Stored data entries

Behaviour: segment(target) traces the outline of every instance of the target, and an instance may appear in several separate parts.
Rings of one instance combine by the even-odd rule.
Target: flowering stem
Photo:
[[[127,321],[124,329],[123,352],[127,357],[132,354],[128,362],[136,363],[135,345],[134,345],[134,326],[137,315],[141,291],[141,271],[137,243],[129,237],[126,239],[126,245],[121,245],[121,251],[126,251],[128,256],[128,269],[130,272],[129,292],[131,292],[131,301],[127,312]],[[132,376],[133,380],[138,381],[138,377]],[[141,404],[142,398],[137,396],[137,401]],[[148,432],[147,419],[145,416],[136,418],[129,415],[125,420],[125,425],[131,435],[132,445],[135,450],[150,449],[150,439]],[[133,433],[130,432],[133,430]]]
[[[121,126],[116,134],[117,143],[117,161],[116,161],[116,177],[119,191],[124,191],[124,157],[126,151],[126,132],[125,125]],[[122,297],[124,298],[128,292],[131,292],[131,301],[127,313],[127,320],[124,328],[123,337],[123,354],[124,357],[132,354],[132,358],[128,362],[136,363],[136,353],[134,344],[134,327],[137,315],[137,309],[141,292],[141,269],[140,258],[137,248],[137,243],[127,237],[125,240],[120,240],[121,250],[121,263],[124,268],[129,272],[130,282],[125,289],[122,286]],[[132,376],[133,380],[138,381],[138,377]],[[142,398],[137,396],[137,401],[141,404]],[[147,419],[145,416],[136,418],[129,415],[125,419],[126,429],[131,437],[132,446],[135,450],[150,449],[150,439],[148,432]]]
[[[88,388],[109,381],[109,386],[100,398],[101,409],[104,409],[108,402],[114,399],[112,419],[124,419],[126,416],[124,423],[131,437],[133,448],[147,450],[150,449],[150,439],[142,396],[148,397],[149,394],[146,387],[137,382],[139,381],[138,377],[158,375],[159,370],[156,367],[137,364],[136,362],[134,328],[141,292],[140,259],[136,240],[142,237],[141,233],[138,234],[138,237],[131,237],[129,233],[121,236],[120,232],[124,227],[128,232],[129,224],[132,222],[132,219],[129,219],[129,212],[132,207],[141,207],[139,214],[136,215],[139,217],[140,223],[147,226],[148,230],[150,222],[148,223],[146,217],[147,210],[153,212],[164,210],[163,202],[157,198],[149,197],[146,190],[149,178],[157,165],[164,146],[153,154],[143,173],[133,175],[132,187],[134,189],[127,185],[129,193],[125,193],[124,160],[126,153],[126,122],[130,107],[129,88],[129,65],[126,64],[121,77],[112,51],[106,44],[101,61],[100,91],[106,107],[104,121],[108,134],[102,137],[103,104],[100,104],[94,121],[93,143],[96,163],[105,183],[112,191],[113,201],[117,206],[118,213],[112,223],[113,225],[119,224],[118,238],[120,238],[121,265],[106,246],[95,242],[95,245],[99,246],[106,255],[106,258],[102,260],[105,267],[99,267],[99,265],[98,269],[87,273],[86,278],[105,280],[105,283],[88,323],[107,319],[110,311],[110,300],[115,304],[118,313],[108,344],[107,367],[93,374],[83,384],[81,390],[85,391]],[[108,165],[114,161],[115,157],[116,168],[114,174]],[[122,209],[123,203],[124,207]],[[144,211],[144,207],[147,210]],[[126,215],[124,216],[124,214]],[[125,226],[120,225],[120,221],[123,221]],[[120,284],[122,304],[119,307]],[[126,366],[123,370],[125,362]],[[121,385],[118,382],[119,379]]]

WHAT YOU SHOULD DO: Keeping every line exactly as it is, copy all the records.

TASK RESPONSE:
Behaviour: segment(target) traces the outline of every instance of the target, and an instance may appear in several separate parts.
Rings of one instance combine by the even-odd rule.
Target: flowering stem
Photo:
[[[127,321],[124,329],[123,352],[127,357],[132,354],[128,362],[136,363],[135,345],[134,345],[134,326],[137,315],[141,291],[141,271],[137,243],[129,237],[126,239],[126,245],[121,245],[121,251],[126,251],[128,256],[128,269],[130,272],[129,292],[131,292],[131,301],[127,312]],[[132,376],[133,380],[138,381],[138,377]],[[141,404],[142,398],[137,396],[137,401]],[[148,432],[147,419],[145,416],[136,418],[129,415],[125,420],[125,425],[131,435],[132,445],[135,450],[150,449],[150,439]],[[133,433],[130,432],[133,430]]]
[[[121,126],[116,134],[117,143],[117,161],[116,161],[116,177],[119,191],[124,191],[124,157],[126,151],[126,132],[125,125]],[[122,297],[124,298],[128,292],[131,292],[131,301],[127,313],[127,320],[124,328],[123,337],[123,354],[124,357],[132,354],[132,358],[128,362],[136,363],[136,353],[134,344],[134,327],[137,315],[137,309],[141,292],[141,269],[140,258],[137,248],[137,243],[127,237],[125,240],[120,240],[121,250],[121,263],[124,268],[129,272],[130,282],[125,289],[122,286]],[[132,376],[133,380],[138,381],[138,377]],[[142,398],[137,396],[137,401],[141,404]],[[147,419],[145,416],[136,418],[129,415],[125,419],[126,429],[131,437],[132,446],[135,450],[150,449],[150,439],[148,432]]]
[[[88,388],[109,381],[109,386],[100,398],[101,409],[104,409],[108,402],[114,399],[112,419],[124,419],[126,416],[124,423],[131,437],[133,448],[147,450],[150,449],[150,439],[142,396],[148,397],[149,394],[146,387],[137,382],[139,381],[138,377],[158,375],[159,370],[156,367],[137,364],[136,362],[134,328],[141,292],[140,259],[136,240],[142,237],[141,233],[138,234],[138,237],[131,237],[129,233],[121,236],[120,232],[124,227],[128,232],[129,224],[132,222],[132,219],[129,219],[129,212],[132,207],[141,207],[139,214],[136,215],[139,217],[140,223],[147,226],[148,230],[150,222],[148,223],[146,217],[147,210],[153,212],[164,210],[163,202],[157,198],[149,197],[146,190],[149,178],[157,165],[164,146],[153,154],[143,173],[133,175],[132,187],[134,189],[127,185],[129,193],[125,193],[124,160],[126,153],[126,122],[130,107],[129,88],[129,65],[126,64],[121,77],[112,51],[106,44],[101,61],[100,91],[106,107],[104,121],[108,134],[102,137],[103,104],[100,104],[94,121],[93,143],[96,163],[105,183],[112,191],[113,201],[117,206],[118,213],[112,223],[113,225],[119,224],[118,238],[120,238],[121,265],[106,246],[95,242],[95,245],[99,246],[106,255],[106,258],[102,260],[105,267],[99,267],[99,265],[98,269],[87,273],[86,278],[105,280],[105,283],[88,323],[107,319],[110,311],[110,300],[115,304],[118,313],[108,344],[107,367],[93,374],[83,384],[81,390],[85,391]],[[108,165],[114,161],[115,157],[116,168],[114,174]],[[122,209],[123,203],[124,207]],[[144,211],[144,207],[147,210]],[[126,215],[124,216],[124,214]],[[125,226],[120,225],[120,221],[123,221]],[[120,284],[122,304],[119,307]],[[126,366],[123,370],[125,362]],[[121,385],[118,382],[119,379]]]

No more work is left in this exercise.